-------- Extracted entries --------

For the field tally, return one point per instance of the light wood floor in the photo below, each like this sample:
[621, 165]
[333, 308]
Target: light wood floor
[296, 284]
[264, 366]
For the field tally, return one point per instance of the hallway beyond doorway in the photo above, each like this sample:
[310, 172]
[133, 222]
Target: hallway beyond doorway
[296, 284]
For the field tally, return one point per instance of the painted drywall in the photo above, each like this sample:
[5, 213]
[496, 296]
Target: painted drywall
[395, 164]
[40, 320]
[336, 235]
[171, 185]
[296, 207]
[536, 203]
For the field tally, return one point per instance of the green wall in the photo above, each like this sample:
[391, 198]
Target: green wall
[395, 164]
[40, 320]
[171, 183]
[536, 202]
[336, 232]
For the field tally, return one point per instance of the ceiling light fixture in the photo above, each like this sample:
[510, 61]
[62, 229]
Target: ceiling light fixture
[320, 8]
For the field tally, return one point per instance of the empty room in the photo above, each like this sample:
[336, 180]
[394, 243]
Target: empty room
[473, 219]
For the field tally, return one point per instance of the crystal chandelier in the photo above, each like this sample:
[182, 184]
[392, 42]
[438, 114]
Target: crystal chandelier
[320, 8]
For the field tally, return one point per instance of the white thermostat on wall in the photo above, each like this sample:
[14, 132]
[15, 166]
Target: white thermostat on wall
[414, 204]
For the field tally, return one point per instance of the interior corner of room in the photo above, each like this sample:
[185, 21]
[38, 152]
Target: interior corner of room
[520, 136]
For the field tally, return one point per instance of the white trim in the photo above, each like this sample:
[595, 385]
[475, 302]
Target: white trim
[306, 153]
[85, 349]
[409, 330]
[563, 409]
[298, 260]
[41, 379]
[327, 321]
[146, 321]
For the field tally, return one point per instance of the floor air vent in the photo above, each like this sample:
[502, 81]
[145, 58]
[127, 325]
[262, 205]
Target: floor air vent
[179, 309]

--------

# To be done:
Convert all of the lines above into a Markdown table with two columns, Row and Line, numbering each row and omitting blank lines.

# The reply:
| Row | Line |
|---|---|
| 1 | For the field tally, return one point per instance of the light wood floor in the photo below, each like this sample: |
| 2 | [621, 165] |
| 3 | [333, 308] |
| 4 | Target: light wood floor |
| 5 | [296, 284] |
| 6 | [264, 366] |
| 7 | For the field tally, return one point per instance of the hallway beyond doorway in the photo above, each like this sample: |
| 8 | [310, 172] |
| 9 | [133, 222] |
| 10 | Target: hallway beyond doorway |
| 11 | [296, 284] |
| 12 | For the field tally, return one point per instance of the painted drywall in the photo above, each like this sample: |
| 13 | [5, 213] |
| 14 | [496, 296] |
| 15 | Target: painted drywall |
| 16 | [395, 164] |
| 17 | [40, 320] |
| 18 | [336, 235] |
| 19 | [171, 185] |
| 20 | [296, 207] |
| 21 | [536, 203] |
| 22 | For the field tally, return one point per instance of the green wall in the photo above, each like this sample: |
| 23 | [391, 198] |
| 24 | Target: green wall |
| 25 | [395, 164] |
| 26 | [40, 320] |
| 27 | [171, 183] |
| 28 | [536, 202] |
| 29 | [336, 232] |
| 30 | For the field tally, return one point per instance of the ceiling light fixture in the photo above, each like this sample: |
| 31 | [510, 61] |
| 32 | [62, 229] |
| 33 | Target: ceiling light fixture |
| 34 | [320, 8] |
| 35 | For the field tally, return one point per instance of the empty room in the photo above, each like this sample: |
| 36 | [336, 180] |
| 37 | [394, 243] |
| 38 | Target: empty room |
| 39 | [473, 219] |
| 40 | For the field tally, return one point per instance of the crystal chandelier in the photo above, each like this sample: |
| 41 | [182, 184] |
| 42 | [392, 42] |
| 43 | [438, 114] |
| 44 | Target: crystal chandelier |
| 45 | [320, 8] |
| 46 | For the field tally, return one point per instance of the white thermostat on wall in the photo above, each like this sample: |
| 47 | [14, 132] |
| 48 | [15, 166] |
| 49 | Target: white thermostat on wall |
| 50 | [414, 204] |
| 51 | For the field tally, return one point per instance of the interior corner of room in the photo above, each like this sample: |
| 52 | [185, 21] |
| 53 | [38, 152] |
| 54 | Target: interior corner of room |
| 55 | [520, 136] |
| 56 | For the field tally, return one point per instance of the white trim in the photo above, each like this sample: |
| 57 | [595, 385] |
| 58 | [475, 302] |
| 59 | Target: white trim |
| 60 | [306, 153] |
| 61 | [85, 349] |
| 62 | [409, 330] |
| 63 | [563, 409] |
| 64 | [298, 260] |
| 65 | [41, 379] |
| 66 | [327, 321] |
| 67 | [146, 321] |
| 68 | For the field tally, return one point per instance of the floor air vent in the photo above, each like this sample: |
| 69 | [502, 81] |
| 70 | [145, 58] |
| 71 | [127, 325] |
| 72 | [262, 205] |
| 73 | Target: floor air vent |
| 74 | [179, 309] |